Records for the exercise:

● ● ● ● ● ● ●

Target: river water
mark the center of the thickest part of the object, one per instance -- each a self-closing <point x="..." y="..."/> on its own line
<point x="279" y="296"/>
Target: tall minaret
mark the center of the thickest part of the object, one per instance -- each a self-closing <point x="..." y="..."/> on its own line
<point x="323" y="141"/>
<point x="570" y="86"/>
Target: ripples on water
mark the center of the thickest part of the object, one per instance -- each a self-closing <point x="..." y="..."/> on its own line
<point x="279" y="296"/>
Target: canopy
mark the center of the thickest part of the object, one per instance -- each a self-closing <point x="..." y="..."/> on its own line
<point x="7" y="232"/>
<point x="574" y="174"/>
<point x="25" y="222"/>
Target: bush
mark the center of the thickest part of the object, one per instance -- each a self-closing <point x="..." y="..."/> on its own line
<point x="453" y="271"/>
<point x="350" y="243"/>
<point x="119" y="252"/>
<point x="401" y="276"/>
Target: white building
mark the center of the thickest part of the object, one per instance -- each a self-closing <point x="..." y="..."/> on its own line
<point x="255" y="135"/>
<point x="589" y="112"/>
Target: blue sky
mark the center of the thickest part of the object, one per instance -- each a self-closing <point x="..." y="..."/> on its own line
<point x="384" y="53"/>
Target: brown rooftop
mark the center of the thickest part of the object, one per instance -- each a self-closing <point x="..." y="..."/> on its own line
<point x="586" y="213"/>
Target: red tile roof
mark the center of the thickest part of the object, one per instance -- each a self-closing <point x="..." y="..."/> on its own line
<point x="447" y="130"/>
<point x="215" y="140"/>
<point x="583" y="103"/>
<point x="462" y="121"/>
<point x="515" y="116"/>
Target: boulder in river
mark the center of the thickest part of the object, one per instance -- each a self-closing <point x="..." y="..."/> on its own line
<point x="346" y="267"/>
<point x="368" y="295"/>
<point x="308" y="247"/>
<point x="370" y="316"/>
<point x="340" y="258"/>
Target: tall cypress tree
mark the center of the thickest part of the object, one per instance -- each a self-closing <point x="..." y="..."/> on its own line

● ● ● ● ● ● ●

Exercise requirements: Copy only the lines in the listing that contain "tall".

Solution:
Target: tall minaret
Target: tall cypress tree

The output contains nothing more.